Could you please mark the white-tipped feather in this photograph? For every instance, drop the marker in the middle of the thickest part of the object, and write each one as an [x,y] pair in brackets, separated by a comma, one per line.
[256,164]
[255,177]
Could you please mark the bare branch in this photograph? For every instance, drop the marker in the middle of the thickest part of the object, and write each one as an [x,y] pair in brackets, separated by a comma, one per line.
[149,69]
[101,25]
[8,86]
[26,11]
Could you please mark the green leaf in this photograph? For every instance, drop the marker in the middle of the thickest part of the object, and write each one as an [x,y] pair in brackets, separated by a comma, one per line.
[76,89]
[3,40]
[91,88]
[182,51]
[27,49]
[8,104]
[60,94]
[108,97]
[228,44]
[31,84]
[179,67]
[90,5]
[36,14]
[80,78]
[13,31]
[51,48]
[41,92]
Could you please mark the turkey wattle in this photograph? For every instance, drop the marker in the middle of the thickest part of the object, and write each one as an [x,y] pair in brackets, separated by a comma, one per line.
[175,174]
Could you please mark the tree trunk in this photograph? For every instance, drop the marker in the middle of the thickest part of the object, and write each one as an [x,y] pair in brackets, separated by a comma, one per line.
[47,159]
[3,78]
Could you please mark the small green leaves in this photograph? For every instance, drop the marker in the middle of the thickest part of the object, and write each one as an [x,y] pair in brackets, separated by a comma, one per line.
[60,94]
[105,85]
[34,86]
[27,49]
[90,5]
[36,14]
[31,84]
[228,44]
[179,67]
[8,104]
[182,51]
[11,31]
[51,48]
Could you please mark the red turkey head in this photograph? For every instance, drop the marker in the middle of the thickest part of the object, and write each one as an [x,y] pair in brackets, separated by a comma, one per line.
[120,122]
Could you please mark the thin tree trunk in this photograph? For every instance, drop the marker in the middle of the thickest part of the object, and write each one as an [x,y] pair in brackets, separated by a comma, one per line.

» INSTRUCTIONS FOR THE TASK
Could you rewrite the entries from the line containing "Could you please mark the turkey", that line included, through the end of the entries, keeping every request line and shifting each coordinate in the answers up by 118?

» TASK ANSWER
Could you please mark the turkey wattle in this photograph? For every instance, drop the marker in the middle of the thickest part of the object, and write each one as an [x,y] pair in brackets, separated by a comma, one per line.
[293,292]
Could you please mark the tree trunk in this photograph? For every instance, drop the marker in the middle of the thickest part of the object, and write each one as an [x,y] pair in brackets, separated by a comma, one per line.
[165,277]
[121,196]
Could you please mark the small green leaves in this photograph? For every instance, drop the marker in the middle of the thickest part of the object, and write each one as an [x,y] pair in brackets, separated by a comma, one per line.
[178,212]
[223,203]
[152,204]
[145,167]
[208,123]
[154,132]
[149,202]
[346,162]
[297,185]
[126,222]
[300,169]
[129,149]
[169,166]
Could you please mark the red turkey head in this photograph? For every instance, drop the marker in the middle of the thickest part of the object, and write each one as an [x,y] pair in brackets, separated by a comma, one per line.
[238,240]
Could you please mark the thin tree trunk in this photograph? For every instance, drop the marker in the middle of the thickest part of the object, and write each one as an [x,y] pair in brackets, separated by a comma, one per line.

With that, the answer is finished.